Segment Start: SUPPLIED MATERIAL
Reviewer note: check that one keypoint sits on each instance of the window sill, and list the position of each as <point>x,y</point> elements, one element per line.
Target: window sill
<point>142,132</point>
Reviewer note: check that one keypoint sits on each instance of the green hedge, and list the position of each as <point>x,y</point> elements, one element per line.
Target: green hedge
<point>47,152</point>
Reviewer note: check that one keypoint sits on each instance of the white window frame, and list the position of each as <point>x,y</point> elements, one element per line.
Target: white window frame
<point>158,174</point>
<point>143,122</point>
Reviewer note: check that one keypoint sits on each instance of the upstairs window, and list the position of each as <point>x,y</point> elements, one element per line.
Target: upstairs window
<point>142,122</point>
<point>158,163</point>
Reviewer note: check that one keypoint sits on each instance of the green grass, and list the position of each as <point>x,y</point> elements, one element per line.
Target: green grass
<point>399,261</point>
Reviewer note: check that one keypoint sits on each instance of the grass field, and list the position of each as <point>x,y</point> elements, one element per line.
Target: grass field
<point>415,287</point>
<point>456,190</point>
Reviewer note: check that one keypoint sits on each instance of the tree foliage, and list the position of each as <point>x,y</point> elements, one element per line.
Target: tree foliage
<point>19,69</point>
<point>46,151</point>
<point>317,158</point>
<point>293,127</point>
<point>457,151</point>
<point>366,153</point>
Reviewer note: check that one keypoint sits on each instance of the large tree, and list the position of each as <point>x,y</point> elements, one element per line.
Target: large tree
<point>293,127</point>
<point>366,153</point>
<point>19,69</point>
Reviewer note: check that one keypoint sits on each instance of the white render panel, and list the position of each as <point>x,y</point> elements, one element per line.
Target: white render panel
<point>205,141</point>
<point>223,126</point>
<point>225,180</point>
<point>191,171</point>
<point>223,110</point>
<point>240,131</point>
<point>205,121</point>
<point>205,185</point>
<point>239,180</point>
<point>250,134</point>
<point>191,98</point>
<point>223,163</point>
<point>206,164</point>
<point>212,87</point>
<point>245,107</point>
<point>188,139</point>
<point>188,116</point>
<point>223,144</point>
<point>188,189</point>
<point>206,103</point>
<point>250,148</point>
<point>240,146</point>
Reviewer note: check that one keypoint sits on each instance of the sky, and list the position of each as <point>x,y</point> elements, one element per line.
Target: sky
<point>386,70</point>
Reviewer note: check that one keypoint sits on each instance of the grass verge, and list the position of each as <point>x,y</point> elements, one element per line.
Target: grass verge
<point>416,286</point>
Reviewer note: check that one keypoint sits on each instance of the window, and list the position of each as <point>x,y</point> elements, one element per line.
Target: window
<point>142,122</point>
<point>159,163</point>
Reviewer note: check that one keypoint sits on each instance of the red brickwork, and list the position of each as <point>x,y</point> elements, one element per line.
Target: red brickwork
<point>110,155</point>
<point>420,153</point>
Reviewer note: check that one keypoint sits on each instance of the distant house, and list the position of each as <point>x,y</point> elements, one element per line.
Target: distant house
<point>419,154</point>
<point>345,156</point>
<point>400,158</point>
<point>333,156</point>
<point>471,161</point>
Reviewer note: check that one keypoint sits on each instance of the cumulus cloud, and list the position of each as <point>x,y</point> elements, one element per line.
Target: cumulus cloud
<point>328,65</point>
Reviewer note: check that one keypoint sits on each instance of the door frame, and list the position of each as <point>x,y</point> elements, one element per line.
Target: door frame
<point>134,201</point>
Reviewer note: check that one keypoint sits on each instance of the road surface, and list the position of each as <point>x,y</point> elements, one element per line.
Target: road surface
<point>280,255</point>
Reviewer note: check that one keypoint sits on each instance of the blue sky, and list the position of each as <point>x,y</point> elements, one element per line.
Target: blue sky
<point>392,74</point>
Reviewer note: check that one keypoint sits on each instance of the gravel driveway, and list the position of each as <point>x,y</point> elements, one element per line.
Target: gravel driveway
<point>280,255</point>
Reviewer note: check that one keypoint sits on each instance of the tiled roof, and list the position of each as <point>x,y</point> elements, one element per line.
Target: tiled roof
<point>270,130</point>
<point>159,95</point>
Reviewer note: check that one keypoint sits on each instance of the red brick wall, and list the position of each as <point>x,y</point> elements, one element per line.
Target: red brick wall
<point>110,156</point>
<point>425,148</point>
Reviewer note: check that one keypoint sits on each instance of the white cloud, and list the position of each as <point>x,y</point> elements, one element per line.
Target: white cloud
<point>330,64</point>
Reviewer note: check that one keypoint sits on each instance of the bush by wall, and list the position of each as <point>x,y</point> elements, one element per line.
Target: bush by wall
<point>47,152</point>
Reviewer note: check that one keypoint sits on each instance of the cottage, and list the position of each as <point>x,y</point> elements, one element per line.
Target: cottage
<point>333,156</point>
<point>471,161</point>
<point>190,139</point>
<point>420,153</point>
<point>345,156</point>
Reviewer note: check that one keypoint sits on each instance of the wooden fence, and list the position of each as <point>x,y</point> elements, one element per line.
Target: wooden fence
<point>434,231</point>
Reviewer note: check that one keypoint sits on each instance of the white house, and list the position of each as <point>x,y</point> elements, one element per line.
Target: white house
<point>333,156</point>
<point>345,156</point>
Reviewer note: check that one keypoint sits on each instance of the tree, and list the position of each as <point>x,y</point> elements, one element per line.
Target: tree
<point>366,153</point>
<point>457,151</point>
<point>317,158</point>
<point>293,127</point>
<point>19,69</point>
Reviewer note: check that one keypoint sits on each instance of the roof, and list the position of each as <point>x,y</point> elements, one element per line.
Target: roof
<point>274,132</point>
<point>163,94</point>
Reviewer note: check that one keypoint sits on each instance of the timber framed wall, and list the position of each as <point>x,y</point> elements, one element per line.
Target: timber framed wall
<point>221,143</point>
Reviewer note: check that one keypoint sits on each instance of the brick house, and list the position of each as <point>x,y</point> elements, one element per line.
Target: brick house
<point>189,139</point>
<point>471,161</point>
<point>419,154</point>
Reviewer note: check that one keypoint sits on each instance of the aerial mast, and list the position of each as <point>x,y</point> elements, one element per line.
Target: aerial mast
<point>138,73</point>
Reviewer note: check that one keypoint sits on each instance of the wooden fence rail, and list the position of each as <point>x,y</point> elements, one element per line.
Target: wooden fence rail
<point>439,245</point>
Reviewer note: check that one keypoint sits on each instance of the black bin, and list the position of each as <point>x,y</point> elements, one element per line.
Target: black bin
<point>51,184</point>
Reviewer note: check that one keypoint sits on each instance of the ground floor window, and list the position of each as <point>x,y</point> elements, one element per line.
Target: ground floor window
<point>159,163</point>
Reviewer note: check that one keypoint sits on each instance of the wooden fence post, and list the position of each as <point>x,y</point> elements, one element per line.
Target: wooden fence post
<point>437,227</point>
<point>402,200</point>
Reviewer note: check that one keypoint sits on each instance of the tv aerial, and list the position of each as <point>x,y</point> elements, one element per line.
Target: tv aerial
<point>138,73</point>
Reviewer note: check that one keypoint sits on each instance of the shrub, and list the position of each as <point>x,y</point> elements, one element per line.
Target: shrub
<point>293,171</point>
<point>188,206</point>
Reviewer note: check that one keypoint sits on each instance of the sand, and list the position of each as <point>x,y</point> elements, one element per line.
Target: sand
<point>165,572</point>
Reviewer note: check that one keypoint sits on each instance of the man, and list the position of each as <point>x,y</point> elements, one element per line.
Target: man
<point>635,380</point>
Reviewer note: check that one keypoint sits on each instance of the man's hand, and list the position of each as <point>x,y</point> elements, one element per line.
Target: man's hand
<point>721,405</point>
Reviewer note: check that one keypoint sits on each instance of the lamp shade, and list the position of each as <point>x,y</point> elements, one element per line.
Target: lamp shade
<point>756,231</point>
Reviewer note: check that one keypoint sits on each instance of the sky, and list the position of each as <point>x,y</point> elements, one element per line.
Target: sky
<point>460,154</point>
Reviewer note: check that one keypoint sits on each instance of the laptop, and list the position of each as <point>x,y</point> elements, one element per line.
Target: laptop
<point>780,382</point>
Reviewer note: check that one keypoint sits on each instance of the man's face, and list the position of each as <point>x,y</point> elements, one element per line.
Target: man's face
Segment End: SUPPLIED MATERIAL
**WHAT IS EXPECTED:** Return only the part of the records above that opens with the line containing "Target: timber framed wall" and closes with the line containing "of the black", ends included.

**COMPLETED EXERCISE:**
Target: timber framed wall
<point>221,143</point>
Reviewer note: check that one keypoint sits on each instance of the brick house, and list the position of each as <point>x,y</point> elements, one element per line.
Target: brick house
<point>189,139</point>
<point>471,161</point>
<point>419,154</point>
Reviewer note: check that one keypoint sits on each instance of the aerial mast, and list the position of each as <point>x,y</point> elements, one element per line.
Target: aerial mast
<point>138,73</point>
Reviewer note: check that one keypoint sits on each instance of the wooden fence rail, and list the position of each as <point>x,y</point> elements, one element per line.
Target: wooden fence rail
<point>439,245</point>
Reviewer note: check that one keypoint sits on each instance of the black bin, and list the position of each as <point>x,y</point> elements, one element per line.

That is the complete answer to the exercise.